Every entry below has to appear again in your reply, word for word, but no picture may.

^^^^^^^^

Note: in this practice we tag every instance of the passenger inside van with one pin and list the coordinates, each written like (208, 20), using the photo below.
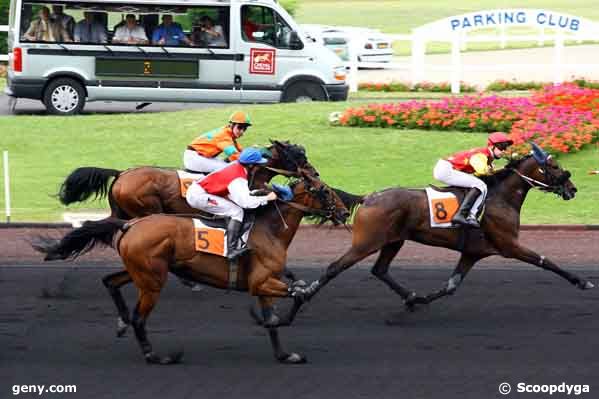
(130, 33)
(89, 30)
(44, 29)
(67, 22)
(249, 27)
(208, 34)
(169, 33)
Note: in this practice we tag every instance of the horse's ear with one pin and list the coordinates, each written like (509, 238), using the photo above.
(538, 153)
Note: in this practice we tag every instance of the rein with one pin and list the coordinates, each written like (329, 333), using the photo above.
(282, 172)
(307, 209)
(533, 182)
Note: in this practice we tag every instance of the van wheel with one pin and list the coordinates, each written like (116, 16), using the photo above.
(64, 96)
(304, 92)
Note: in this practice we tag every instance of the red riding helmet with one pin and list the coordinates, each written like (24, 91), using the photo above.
(499, 138)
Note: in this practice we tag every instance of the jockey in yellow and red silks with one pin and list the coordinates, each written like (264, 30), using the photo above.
(461, 169)
(201, 155)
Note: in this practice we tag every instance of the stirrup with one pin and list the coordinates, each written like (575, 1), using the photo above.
(471, 220)
(237, 252)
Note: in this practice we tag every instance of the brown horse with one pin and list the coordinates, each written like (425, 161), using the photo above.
(152, 246)
(388, 218)
(148, 190)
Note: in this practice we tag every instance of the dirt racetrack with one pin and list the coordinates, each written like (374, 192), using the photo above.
(508, 322)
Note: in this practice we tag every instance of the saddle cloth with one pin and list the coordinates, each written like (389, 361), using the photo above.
(442, 206)
(186, 178)
(213, 238)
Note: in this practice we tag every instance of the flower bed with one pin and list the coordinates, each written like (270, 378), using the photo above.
(442, 87)
(560, 118)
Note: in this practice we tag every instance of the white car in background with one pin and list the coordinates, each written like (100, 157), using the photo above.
(372, 45)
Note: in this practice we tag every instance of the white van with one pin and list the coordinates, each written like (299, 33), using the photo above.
(67, 52)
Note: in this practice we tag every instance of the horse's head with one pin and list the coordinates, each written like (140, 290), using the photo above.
(289, 157)
(320, 198)
(547, 175)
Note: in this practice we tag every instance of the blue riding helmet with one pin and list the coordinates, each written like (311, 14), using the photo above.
(252, 156)
(283, 192)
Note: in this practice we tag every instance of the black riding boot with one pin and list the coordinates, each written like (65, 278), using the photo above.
(463, 215)
(233, 239)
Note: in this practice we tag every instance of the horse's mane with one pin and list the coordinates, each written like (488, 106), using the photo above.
(496, 178)
(351, 201)
(292, 155)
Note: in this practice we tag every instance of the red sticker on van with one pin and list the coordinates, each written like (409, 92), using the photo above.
(262, 61)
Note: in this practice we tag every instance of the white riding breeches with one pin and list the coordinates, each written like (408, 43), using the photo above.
(198, 198)
(193, 161)
(445, 173)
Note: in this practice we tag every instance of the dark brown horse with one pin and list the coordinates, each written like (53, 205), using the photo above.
(155, 245)
(149, 190)
(388, 218)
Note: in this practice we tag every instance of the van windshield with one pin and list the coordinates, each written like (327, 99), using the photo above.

^^^^^^^^

• ANSWER SPACE:
Note: in this practice we tag every instance of the passenger inside van with one pin and list the coordinates, each written like (208, 20), using the photo below.
(130, 33)
(89, 30)
(44, 29)
(67, 22)
(249, 27)
(208, 34)
(169, 33)
Note: in this practice we tag every instance of the horse's ear with one pin and list the coordinates, each written like (509, 238), using the photo above.
(538, 153)
Note: in this practice we tag every instance of the rein with one pin and list the coordinates, each written like (329, 333), using the photo above.
(282, 172)
(307, 209)
(533, 182)
Note: in this practice we tag every instance of the van wheel with one pin and list the coordinates, each written like (116, 16), using the photo above.
(64, 96)
(304, 92)
Note: in this practice we tag every instance of the red riding helmet with one pin and list the coordinates, each written like (24, 91), using the photo above.
(499, 138)
Note: in this practice we tag every instance of the jockey in yellow and red silks with one pin and list the coordinates, each written like (264, 30), using the photo above.
(461, 169)
(201, 155)
Note: in this practice we tag every instance of the stirrup with one pin and list the coordinates, each written like (575, 1), using the photo above.
(471, 220)
(237, 252)
Note: in this practice we tag every instance of the brown horse with one pin and list the coordinates, each written like (425, 161), using the photo above.
(152, 246)
(388, 218)
(148, 190)
Note: in this practice we tag every instance of the dirt racetrack with one pin and list the coordinates, each written like (374, 192), using the photo above.
(508, 322)
Note: in this practice we tag every instance of the saddle cloth with one pin and list the coordinates, each written like (389, 361), using the photo above.
(442, 206)
(186, 178)
(213, 238)
Note: in this practice we tag every instance of the flower bed with one pin and list the coordinates, each written like (270, 378), using the photo above.
(442, 87)
(560, 118)
Note: in this practice we tag every instance of the white car in background with one pin and list the coordinates, each written like (100, 157), using the photo above.
(372, 45)
Note: in this practice we tag every instance of the white van with one pin and list the coordinates, each written like (299, 33), using the photo above.
(67, 52)
Note: in this practice we tag every instance of the horse's head with one pin and list the coordinates, each written like (140, 290), using the photo above.
(289, 157)
(320, 198)
(547, 175)
Note: in this practice we tag every instance of the blue riding helmet with one pin and list the coordinates, each written like (311, 14), using the photo above.
(252, 156)
(283, 192)
Note: in this practice we tag every instance of the black riding boot with one pin and list the coordinates, each written like (65, 278), using the photo above.
(463, 215)
(233, 239)
Note: in this practice we tag every instance of the horse's mane with one pin and list the coordinates, each written like (488, 106), using the photo above.
(496, 178)
(351, 201)
(292, 155)
Note: in this practice we tag every instance of the red sticker on van with one pin and list the coordinates, each written like (409, 92), using the photo above.
(262, 61)
Note: in this practice we tag every instance of the white riding breeches with one pin and list the coordinates, each written like (408, 43), using the photo above.
(198, 198)
(193, 161)
(445, 173)
Note: in this practice we tag every instance of the dark brown horse with one pin and list the coordinates, each written like (53, 205), using the photo above.
(155, 245)
(149, 190)
(388, 218)
Note: in this practice we tag every instance of the van windshield with one pin and list the coordinates, each written like (327, 99), using the photo above.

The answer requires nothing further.